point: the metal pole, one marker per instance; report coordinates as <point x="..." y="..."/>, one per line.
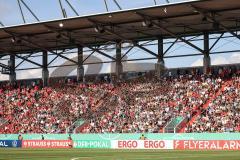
<point x="80" y="68"/>
<point x="45" y="72"/>
<point x="20" y="7"/>
<point x="206" y="58"/>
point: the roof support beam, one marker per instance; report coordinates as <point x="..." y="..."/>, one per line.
<point x="212" y="20"/>
<point x="124" y="38"/>
<point x="62" y="9"/>
<point x="20" y="7"/>
<point x="105" y="2"/>
<point x="79" y="43"/>
<point x="145" y="49"/>
<point x="127" y="52"/>
<point x="28" y="8"/>
<point x="88" y="56"/>
<point x="168" y="31"/>
<point x="213" y="45"/>
<point x="115" y="1"/>
<point x="174" y="35"/>
<point x="4" y="66"/>
<point x="71" y="6"/>
<point x="37" y="46"/>
<point x="25" y="59"/>
<point x="170" y="46"/>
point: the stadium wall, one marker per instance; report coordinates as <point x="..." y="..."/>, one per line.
<point x="187" y="141"/>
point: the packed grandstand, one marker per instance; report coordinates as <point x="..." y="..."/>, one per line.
<point x="204" y="103"/>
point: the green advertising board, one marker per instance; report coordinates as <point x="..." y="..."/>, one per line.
<point x="92" y="144"/>
<point x="106" y="137"/>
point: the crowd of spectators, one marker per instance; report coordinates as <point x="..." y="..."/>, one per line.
<point x="223" y="113"/>
<point x="47" y="110"/>
<point x="132" y="106"/>
<point x="148" y="105"/>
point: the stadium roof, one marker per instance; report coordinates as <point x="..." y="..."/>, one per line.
<point x="171" y="20"/>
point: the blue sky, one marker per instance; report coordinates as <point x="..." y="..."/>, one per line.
<point x="50" y="9"/>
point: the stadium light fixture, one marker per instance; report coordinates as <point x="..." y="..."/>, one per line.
<point x="13" y="39"/>
<point x="99" y="29"/>
<point x="61" y="24"/>
<point x="147" y="23"/>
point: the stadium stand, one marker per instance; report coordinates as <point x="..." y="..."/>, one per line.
<point x="205" y="103"/>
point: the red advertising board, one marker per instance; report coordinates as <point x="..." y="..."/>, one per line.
<point x="46" y="144"/>
<point x="207" y="144"/>
<point x="142" y="144"/>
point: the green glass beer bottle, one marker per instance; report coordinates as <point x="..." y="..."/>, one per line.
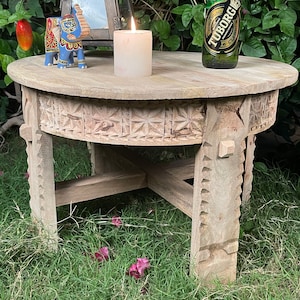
<point x="221" y="34"/>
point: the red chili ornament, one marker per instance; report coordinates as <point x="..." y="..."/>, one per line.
<point x="24" y="34"/>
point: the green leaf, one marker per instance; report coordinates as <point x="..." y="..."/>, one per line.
<point x="186" y="17"/>
<point x="288" y="45"/>
<point x="162" y="28"/>
<point x="172" y="42"/>
<point x="288" y="15"/>
<point x="296" y="64"/>
<point x="198" y="13"/>
<point x="294" y="4"/>
<point x="180" y="9"/>
<point x="251" y="22"/>
<point x="287" y="28"/>
<point x="270" y="20"/>
<point x="254" y="47"/>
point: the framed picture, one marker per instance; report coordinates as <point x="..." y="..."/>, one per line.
<point x="103" y="17"/>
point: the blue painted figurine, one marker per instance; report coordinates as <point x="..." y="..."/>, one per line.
<point x="64" y="36"/>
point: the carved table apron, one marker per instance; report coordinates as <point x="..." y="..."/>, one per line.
<point x="182" y="103"/>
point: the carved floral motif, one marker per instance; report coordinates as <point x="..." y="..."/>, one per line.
<point x="132" y="122"/>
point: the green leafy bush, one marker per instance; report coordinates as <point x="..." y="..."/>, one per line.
<point x="269" y="29"/>
<point x="10" y="12"/>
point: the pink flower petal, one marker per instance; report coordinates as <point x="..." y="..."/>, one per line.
<point x="137" y="270"/>
<point x="116" y="221"/>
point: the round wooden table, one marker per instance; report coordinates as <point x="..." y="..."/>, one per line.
<point x="182" y="103"/>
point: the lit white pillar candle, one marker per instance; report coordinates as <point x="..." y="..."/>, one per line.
<point x="133" y="52"/>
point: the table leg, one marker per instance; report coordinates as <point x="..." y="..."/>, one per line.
<point x="248" y="176"/>
<point x="219" y="168"/>
<point x="40" y="168"/>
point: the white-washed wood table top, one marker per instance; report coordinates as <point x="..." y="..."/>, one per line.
<point x="176" y="75"/>
<point x="182" y="103"/>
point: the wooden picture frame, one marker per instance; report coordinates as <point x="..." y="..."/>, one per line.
<point x="101" y="34"/>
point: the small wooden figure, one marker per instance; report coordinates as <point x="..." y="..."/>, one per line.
<point x="64" y="36"/>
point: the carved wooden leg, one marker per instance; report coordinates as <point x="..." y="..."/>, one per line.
<point x="248" y="176"/>
<point x="219" y="167"/>
<point x="40" y="167"/>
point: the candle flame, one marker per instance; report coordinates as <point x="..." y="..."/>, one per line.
<point x="133" y="27"/>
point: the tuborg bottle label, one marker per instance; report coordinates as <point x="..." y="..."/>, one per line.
<point x="222" y="26"/>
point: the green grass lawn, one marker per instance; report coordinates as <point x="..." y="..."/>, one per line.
<point x="268" y="259"/>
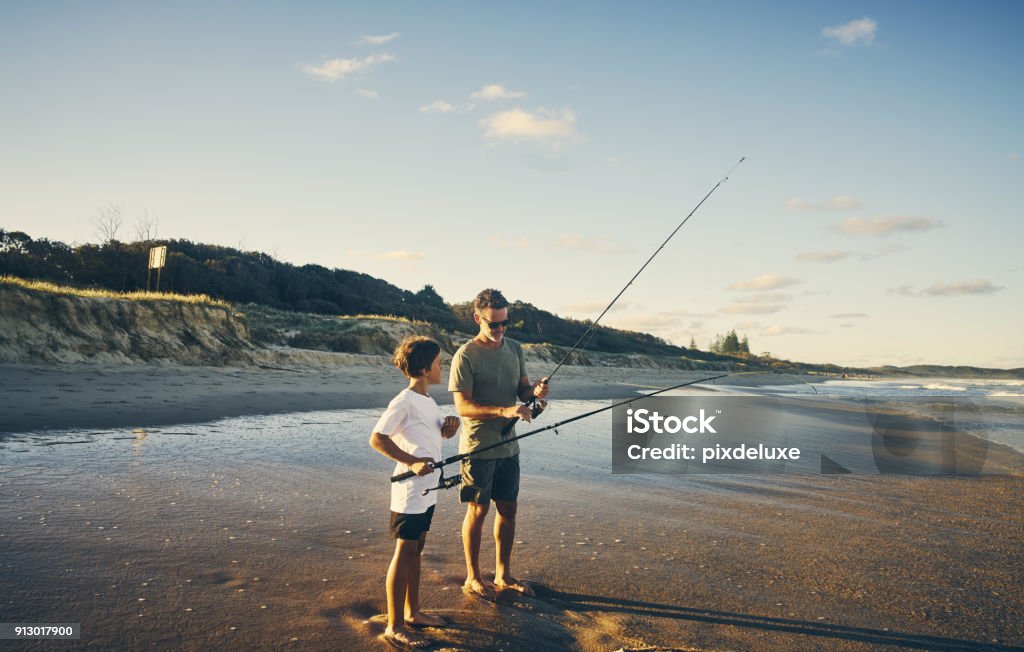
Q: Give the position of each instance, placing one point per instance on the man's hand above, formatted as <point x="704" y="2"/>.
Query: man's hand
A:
<point x="450" y="427"/>
<point x="424" y="466"/>
<point x="541" y="389"/>
<point x="518" y="411"/>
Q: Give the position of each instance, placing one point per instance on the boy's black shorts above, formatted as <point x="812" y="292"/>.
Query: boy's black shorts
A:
<point x="410" y="526"/>
<point x="483" y="480"/>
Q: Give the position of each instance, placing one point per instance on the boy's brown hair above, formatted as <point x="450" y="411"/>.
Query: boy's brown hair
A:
<point x="415" y="355"/>
<point x="491" y="298"/>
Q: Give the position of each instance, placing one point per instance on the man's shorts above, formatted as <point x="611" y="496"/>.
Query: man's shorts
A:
<point x="484" y="480"/>
<point x="410" y="526"/>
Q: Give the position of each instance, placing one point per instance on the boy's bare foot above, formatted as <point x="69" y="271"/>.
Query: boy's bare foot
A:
<point x="480" y="589"/>
<point x="514" y="584"/>
<point x="421" y="619"/>
<point x="404" y="640"/>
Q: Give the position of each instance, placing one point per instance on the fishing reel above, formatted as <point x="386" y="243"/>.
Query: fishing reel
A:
<point x="442" y="482"/>
<point x="537" y="405"/>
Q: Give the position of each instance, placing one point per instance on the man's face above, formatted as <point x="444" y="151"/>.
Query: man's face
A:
<point x="492" y="322"/>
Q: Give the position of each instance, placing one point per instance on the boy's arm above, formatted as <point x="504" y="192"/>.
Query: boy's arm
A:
<point x="384" y="445"/>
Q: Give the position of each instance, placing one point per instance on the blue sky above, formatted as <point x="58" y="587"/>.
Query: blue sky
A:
<point x="548" y="148"/>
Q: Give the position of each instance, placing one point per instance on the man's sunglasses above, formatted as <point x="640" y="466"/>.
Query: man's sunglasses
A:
<point x="495" y="324"/>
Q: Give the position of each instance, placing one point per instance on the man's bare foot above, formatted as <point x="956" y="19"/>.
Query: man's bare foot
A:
<point x="512" y="583"/>
<point x="404" y="640"/>
<point x="421" y="619"/>
<point x="479" y="589"/>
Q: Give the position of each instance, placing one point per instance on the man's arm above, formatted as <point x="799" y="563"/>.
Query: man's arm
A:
<point x="467" y="407"/>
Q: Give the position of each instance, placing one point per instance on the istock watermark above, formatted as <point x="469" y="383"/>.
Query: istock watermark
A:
<point x="778" y="434"/>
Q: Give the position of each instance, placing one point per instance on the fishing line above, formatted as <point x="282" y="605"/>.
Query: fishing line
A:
<point x="538" y="408"/>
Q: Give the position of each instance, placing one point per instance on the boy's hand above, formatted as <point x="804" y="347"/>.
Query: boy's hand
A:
<point x="425" y="466"/>
<point x="450" y="427"/>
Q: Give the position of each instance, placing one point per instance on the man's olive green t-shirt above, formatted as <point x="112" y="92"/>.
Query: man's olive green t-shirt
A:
<point x="492" y="376"/>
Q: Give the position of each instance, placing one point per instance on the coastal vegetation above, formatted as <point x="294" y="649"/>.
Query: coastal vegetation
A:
<point x="98" y="293"/>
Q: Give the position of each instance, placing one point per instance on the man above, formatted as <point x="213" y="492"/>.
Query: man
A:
<point x="488" y="375"/>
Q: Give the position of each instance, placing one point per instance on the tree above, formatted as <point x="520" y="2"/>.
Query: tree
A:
<point x="146" y="227"/>
<point x="108" y="223"/>
<point x="730" y="344"/>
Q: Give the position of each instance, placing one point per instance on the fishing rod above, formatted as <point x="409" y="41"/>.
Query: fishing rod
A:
<point x="444" y="483"/>
<point x="537" y="408"/>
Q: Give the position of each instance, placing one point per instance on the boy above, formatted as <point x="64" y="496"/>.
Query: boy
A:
<point x="410" y="432"/>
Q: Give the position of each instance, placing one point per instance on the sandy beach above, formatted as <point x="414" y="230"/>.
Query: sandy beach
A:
<point x="202" y="508"/>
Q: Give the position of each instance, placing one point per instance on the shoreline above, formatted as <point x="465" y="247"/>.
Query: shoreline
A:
<point x="58" y="397"/>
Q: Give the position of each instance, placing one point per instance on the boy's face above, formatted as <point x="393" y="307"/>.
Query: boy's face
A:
<point x="434" y="375"/>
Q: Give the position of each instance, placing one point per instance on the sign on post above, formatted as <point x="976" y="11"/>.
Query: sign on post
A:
<point x="158" y="258"/>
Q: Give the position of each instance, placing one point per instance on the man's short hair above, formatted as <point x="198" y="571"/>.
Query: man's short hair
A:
<point x="415" y="355"/>
<point x="491" y="298"/>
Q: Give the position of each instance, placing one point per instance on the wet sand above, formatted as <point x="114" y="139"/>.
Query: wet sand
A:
<point x="34" y="397"/>
<point x="270" y="531"/>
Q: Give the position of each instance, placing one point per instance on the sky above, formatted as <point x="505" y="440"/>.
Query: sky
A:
<point x="547" y="149"/>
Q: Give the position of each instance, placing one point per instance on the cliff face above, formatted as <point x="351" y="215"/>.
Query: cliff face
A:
<point x="41" y="327"/>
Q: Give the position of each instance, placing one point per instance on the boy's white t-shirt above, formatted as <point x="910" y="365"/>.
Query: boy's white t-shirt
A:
<point x="414" y="423"/>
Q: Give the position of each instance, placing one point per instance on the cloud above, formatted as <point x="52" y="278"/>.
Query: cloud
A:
<point x="885" y="251"/>
<point x="493" y="92"/>
<point x="377" y="40"/>
<point x="764" y="281"/>
<point x="903" y="291"/>
<point x="438" y="106"/>
<point x="822" y="257"/>
<point x="768" y="297"/>
<point x="517" y="124"/>
<point x="853" y="33"/>
<point x="973" y="287"/>
<point x="838" y="203"/>
<point x="962" y="288"/>
<point x="510" y="243"/>
<point x="590" y="245"/>
<point x="401" y="255"/>
<point x="771" y="332"/>
<point x="594" y="308"/>
<point x="333" y="70"/>
<point x="751" y="308"/>
<point x="885" y="225"/>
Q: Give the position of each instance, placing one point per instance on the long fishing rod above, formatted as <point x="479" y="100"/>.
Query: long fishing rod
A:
<point x="449" y="482"/>
<point x="532" y="399"/>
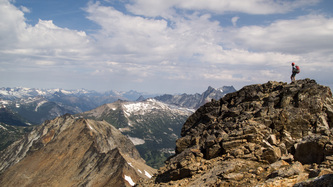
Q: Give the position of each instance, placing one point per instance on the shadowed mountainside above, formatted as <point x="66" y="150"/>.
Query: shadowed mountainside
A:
<point x="273" y="134"/>
<point x="70" y="151"/>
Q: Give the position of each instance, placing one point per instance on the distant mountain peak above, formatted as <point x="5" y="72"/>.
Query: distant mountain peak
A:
<point x="272" y="134"/>
<point x="196" y="100"/>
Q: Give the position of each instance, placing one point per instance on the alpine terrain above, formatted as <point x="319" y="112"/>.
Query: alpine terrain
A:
<point x="151" y="125"/>
<point x="69" y="151"/>
<point x="196" y="100"/>
<point x="273" y="134"/>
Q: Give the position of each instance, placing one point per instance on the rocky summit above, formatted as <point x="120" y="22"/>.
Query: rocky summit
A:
<point x="69" y="151"/>
<point x="273" y="134"/>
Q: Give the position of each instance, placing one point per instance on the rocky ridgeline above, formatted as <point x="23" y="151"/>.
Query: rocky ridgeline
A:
<point x="274" y="134"/>
<point x="69" y="151"/>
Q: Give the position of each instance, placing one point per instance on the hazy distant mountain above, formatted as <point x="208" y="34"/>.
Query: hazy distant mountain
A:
<point x="196" y="100"/>
<point x="72" y="152"/>
<point x="37" y="105"/>
<point x="152" y="126"/>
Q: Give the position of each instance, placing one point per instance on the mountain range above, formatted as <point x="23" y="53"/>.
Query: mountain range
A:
<point x="272" y="134"/>
<point x="69" y="151"/>
<point x="34" y="106"/>
<point x="152" y="124"/>
<point x="266" y="135"/>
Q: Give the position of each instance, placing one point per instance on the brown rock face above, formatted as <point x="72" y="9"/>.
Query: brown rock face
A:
<point x="274" y="134"/>
<point x="72" y="152"/>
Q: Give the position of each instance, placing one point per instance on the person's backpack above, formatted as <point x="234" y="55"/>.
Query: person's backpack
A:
<point x="298" y="70"/>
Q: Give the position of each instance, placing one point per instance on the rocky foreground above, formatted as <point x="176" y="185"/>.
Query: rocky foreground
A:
<point x="69" y="151"/>
<point x="274" y="134"/>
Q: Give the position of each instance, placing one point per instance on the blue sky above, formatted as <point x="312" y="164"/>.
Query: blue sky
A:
<point x="163" y="46"/>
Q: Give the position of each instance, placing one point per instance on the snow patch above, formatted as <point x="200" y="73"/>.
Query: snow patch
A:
<point x="129" y="180"/>
<point x="136" y="141"/>
<point x="147" y="174"/>
<point x="90" y="127"/>
<point x="39" y="104"/>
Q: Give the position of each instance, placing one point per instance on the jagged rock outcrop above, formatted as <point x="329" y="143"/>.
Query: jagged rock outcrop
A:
<point x="274" y="134"/>
<point x="69" y="151"/>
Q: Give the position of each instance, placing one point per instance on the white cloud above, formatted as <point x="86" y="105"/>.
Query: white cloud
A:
<point x="166" y="7"/>
<point x="234" y="20"/>
<point x="180" y="48"/>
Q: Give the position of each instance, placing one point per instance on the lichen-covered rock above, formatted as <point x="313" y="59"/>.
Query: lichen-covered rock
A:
<point x="274" y="134"/>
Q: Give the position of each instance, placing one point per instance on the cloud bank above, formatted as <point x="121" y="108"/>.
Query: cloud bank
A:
<point x="166" y="46"/>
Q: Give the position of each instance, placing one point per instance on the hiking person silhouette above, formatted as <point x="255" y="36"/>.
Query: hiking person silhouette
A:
<point x="295" y="70"/>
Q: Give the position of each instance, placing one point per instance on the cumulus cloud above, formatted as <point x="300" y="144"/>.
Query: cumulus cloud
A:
<point x="162" y="7"/>
<point x="174" y="43"/>
<point x="298" y="36"/>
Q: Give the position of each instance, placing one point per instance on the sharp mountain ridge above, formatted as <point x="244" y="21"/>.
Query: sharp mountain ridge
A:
<point x="265" y="135"/>
<point x="70" y="151"/>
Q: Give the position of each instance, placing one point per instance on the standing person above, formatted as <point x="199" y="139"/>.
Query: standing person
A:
<point x="295" y="70"/>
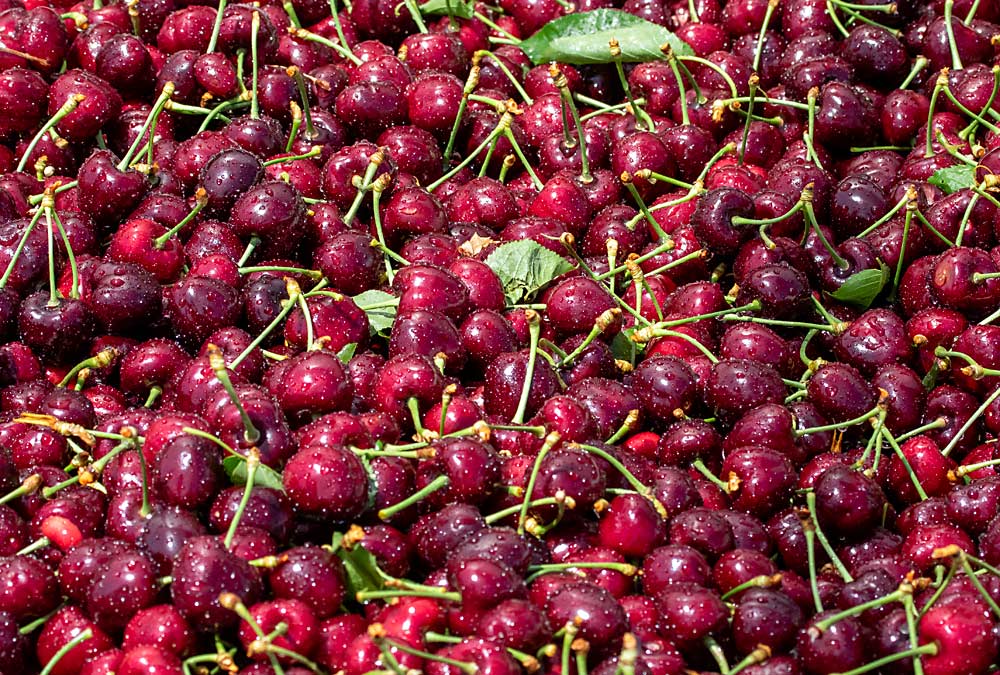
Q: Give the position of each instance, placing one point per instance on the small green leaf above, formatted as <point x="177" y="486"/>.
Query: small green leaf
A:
<point x="863" y="287"/>
<point x="584" y="37"/>
<point x="525" y="267"/>
<point x="954" y="178"/>
<point x="236" y="468"/>
<point x="360" y="567"/>
<point x="456" y="8"/>
<point x="347" y="352"/>
<point x="380" y="308"/>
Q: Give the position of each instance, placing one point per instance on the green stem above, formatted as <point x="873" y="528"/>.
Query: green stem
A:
<point x="69" y="106"/>
<point x="534" y="332"/>
<point x="438" y="483"/>
<point x="823" y="541"/>
<point x="79" y="639"/>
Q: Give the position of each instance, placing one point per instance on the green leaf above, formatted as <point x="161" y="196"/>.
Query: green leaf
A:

___

* YOUR TASK: Rewrite everything from the line containing "on the green leaf" down to the end of the records, changing "green leaf" to "yellow leaf" and leaving the rest as it is.

* SOLUTION TO THIS PROBLEM:
Q: Give the position of each instance, placing one point per instance on the yellow leaf above, formatted as <point x="161" y="196"/>.
Query: yellow leaf
A:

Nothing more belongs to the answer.